REQUIREMENT: Repeat the records below exactly, beginning at the first line and finishing with the line that contains "point: blurred green".

Excerpts from a dataset:
┌──
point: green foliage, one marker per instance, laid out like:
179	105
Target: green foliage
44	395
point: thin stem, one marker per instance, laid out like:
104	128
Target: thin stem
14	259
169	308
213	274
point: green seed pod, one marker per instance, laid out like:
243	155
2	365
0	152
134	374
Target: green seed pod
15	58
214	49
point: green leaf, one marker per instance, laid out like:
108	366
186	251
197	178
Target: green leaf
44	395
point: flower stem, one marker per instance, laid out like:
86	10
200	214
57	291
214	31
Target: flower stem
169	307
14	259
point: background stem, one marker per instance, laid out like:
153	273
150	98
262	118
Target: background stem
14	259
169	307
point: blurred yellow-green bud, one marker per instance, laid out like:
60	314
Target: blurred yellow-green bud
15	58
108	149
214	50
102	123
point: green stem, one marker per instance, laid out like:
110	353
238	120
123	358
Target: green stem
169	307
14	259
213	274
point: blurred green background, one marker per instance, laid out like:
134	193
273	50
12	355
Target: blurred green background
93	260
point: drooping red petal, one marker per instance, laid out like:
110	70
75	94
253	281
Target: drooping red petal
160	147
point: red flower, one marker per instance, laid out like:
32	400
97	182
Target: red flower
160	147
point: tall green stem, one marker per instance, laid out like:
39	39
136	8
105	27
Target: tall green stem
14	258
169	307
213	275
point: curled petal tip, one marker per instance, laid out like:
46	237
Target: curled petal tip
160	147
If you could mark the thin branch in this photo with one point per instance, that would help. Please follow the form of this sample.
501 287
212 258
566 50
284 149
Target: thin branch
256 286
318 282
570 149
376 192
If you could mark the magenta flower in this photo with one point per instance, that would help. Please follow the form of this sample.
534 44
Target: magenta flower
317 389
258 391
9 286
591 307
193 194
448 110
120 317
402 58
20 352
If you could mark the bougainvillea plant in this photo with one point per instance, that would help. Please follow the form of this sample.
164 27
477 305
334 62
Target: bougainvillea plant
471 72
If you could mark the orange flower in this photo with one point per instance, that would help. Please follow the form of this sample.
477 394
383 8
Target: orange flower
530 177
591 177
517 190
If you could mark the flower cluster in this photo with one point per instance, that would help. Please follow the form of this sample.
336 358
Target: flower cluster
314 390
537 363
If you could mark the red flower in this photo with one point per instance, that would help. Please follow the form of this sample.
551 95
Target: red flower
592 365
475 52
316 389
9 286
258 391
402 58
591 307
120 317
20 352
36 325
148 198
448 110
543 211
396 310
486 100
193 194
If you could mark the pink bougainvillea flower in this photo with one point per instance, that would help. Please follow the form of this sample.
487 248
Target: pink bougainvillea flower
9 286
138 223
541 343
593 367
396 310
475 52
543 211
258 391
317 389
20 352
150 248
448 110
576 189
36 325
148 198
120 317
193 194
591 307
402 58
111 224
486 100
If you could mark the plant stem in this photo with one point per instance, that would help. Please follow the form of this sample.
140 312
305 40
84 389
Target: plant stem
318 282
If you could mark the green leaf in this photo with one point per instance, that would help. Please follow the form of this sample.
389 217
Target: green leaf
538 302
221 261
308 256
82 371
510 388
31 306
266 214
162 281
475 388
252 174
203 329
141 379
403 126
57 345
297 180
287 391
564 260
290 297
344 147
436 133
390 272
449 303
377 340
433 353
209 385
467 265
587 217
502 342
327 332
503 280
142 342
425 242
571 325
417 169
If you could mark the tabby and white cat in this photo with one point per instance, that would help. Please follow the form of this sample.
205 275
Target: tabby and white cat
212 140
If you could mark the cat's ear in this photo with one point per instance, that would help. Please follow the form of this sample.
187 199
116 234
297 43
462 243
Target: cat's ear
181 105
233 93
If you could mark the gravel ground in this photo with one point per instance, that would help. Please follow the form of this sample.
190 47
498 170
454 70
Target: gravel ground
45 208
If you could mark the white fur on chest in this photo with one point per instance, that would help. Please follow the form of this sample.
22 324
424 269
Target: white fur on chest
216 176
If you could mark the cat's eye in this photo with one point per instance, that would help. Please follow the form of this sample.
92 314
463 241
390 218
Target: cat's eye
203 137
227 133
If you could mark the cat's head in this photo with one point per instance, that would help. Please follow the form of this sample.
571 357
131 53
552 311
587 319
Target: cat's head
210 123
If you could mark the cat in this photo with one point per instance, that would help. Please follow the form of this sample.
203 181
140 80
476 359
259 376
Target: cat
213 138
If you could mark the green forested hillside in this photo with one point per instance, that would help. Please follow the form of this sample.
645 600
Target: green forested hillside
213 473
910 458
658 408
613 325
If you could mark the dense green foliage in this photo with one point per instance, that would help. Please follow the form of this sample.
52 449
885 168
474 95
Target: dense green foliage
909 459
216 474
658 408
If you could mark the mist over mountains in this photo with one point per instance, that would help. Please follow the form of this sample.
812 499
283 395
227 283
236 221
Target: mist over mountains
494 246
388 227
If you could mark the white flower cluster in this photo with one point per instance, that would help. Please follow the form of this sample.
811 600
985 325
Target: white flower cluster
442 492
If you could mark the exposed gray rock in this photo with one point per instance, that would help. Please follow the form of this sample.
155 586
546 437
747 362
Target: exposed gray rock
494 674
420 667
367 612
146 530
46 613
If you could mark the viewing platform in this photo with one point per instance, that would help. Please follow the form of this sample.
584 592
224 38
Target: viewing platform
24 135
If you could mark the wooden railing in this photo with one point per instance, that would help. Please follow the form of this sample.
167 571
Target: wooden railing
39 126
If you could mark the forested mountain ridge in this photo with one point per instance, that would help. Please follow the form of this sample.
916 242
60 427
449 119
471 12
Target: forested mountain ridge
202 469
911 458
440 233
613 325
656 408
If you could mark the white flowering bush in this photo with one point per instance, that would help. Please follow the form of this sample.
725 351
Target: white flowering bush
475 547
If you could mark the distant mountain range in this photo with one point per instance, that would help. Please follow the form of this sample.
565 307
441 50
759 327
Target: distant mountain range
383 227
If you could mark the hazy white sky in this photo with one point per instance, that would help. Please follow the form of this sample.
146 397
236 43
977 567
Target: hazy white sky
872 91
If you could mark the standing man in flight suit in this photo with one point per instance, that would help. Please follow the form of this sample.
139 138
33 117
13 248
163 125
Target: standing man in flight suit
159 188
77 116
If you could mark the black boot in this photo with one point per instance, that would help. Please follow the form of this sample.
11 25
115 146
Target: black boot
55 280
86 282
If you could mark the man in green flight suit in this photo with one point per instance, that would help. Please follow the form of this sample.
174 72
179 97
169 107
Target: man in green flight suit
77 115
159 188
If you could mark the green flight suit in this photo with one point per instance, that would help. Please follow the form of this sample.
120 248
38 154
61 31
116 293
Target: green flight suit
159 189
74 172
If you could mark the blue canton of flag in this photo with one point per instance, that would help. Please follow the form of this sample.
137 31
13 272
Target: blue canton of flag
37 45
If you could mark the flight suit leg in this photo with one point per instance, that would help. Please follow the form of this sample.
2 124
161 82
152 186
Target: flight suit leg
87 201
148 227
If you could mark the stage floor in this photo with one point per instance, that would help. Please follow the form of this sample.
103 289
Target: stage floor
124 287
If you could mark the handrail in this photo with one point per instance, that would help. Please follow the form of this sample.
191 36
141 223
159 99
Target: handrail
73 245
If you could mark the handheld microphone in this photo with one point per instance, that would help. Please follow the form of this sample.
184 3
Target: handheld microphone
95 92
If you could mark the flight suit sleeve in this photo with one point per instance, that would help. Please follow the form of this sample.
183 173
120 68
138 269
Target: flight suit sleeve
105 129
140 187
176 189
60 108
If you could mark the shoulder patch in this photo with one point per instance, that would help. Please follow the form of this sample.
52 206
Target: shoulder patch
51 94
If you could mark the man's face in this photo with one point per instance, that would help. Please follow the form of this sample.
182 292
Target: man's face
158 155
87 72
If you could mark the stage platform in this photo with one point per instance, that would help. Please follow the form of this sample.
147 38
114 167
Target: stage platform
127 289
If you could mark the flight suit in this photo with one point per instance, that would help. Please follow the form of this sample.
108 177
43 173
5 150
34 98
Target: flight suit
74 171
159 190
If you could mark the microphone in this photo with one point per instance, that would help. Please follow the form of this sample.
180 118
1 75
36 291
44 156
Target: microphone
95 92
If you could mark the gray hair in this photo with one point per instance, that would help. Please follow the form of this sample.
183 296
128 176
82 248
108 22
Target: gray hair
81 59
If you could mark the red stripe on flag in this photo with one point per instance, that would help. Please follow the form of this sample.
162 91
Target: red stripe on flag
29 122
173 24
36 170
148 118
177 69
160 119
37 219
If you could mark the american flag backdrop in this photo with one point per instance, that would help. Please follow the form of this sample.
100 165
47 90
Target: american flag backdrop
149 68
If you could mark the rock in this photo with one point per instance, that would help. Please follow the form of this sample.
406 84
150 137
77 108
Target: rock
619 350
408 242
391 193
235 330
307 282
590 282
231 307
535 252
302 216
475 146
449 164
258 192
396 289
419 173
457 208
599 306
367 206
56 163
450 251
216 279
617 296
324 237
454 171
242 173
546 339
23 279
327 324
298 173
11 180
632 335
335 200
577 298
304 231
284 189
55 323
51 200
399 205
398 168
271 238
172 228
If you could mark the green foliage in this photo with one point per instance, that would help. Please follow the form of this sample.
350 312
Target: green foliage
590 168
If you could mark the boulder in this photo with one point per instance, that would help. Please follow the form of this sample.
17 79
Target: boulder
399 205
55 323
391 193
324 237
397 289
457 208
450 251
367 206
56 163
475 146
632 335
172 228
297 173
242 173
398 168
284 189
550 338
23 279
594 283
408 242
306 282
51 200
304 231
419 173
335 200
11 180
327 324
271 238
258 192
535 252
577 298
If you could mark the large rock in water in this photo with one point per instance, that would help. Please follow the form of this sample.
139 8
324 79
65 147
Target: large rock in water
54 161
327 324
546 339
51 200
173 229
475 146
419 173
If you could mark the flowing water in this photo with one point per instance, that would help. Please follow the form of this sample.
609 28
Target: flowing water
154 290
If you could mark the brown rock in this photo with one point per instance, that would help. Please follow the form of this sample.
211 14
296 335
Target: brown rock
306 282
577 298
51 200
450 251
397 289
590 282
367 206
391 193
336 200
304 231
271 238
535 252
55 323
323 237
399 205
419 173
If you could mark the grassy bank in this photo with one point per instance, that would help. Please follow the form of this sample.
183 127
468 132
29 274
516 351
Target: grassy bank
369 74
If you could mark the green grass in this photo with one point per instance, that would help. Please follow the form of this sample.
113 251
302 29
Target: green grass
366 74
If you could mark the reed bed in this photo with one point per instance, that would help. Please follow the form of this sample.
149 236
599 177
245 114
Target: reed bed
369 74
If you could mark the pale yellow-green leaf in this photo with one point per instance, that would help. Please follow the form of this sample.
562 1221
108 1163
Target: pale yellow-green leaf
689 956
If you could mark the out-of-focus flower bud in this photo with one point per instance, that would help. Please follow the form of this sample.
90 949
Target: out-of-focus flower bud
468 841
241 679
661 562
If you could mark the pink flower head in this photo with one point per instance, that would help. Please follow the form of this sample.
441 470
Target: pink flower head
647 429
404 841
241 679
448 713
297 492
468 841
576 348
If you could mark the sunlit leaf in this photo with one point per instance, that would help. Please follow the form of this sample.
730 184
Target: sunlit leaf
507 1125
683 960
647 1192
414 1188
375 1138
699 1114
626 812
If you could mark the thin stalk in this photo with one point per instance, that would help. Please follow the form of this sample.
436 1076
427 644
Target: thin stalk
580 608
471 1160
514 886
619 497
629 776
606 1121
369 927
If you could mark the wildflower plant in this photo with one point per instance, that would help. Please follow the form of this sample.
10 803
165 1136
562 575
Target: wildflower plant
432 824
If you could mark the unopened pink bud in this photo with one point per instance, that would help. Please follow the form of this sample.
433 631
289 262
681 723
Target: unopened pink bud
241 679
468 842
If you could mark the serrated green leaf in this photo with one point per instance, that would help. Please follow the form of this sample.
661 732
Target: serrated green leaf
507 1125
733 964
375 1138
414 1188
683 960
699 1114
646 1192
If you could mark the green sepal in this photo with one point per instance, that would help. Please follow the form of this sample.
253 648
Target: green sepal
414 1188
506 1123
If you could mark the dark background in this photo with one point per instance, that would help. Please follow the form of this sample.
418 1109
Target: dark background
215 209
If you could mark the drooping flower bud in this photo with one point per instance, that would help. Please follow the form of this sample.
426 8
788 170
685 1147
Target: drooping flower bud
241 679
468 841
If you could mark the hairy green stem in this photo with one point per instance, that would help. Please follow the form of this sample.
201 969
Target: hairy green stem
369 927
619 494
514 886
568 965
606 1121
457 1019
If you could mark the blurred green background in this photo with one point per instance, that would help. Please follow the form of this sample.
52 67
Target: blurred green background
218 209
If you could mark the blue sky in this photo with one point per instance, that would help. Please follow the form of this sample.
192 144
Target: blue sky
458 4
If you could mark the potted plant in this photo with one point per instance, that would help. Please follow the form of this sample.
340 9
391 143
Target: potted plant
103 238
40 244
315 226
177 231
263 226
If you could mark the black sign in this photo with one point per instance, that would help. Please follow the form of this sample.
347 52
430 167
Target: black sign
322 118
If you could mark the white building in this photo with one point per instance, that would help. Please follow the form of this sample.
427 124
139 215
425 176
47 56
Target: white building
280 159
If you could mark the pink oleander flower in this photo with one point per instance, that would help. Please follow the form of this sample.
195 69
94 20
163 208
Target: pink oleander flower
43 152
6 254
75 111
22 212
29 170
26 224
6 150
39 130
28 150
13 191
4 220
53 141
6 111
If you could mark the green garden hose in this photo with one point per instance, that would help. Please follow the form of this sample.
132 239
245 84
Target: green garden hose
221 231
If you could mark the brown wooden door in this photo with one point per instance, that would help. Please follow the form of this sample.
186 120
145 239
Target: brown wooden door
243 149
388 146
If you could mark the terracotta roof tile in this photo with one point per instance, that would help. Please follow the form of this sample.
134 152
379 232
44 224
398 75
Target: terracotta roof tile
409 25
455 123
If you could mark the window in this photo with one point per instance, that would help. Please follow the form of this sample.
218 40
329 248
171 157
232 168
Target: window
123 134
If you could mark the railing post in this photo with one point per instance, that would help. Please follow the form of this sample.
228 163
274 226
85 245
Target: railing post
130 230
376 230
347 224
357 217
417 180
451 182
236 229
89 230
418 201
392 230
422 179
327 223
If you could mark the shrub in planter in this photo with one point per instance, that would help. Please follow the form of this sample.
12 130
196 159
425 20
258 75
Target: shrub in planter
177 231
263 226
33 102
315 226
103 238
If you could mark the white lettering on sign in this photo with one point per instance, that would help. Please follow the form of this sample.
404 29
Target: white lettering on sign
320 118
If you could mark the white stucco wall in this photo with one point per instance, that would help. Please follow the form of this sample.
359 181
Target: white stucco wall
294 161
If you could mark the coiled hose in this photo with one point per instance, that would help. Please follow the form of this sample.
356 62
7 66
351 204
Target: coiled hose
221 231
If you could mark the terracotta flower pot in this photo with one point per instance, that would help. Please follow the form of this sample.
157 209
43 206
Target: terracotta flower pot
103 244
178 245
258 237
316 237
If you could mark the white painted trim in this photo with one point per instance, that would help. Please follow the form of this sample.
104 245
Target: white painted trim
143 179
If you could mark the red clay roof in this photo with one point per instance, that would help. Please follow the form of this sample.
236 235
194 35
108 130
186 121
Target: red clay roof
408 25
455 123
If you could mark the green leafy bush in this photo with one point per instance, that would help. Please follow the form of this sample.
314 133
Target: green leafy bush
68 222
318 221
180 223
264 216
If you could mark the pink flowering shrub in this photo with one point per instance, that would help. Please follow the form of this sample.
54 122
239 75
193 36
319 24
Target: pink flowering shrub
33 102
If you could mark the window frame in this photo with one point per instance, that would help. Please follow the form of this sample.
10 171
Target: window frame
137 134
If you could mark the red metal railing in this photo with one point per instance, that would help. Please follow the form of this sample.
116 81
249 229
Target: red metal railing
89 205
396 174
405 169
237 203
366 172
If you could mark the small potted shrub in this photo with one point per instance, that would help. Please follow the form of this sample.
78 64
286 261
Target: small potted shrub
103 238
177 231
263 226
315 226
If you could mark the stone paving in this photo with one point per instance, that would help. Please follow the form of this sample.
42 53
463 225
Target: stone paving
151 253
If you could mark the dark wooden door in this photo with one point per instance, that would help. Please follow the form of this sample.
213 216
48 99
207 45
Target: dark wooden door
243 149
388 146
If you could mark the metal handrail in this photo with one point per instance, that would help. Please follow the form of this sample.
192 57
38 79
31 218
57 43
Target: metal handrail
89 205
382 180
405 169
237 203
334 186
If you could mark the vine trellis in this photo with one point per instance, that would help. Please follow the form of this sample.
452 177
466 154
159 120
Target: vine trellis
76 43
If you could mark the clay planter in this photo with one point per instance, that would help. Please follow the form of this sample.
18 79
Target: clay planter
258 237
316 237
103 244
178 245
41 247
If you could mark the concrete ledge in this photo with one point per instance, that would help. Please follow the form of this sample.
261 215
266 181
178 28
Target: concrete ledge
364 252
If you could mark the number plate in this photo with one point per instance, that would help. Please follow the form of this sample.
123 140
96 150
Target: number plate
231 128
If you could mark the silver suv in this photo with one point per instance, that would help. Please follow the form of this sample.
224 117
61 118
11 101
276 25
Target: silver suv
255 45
└──
YOUR SOLUTION:
point: green foliage, one marker per instance, laid out like:
179	105
Target: green foliage
44	395
point: thin stem, one marker per instance, laid out like:
104	128
Target: thin stem
14	259
169	308
213	274
point: green seed pod, one marker per instance, laid out like:
243	155
2	365
0	152
134	374
Target: green seed pod
15	58
214	49
point: green leaf, one marker per instance, laid out like:
108	366
186	251
197	178
Target: green leaf
44	395
point: flower stem, one marker per instance, laid out like:
86	10
200	214
57	291
214	31
Target: flower stem
169	307
14	259
point: background stem, one marker per instance, laid out like:
153	273
150	98
262	118
Target: background stem
14	259
169	307
point: blurred yellow-green bud, one marker per instance, laid out like:
60	314
Target: blurred yellow-green bud
15	58
108	149
214	50
102	123
point: green stem, one marker per instance, laid out like:
110	353
238	120
123	358
Target: green stem
169	307
14	259
213	274
point: blurred green background, one marker per instance, laid out like:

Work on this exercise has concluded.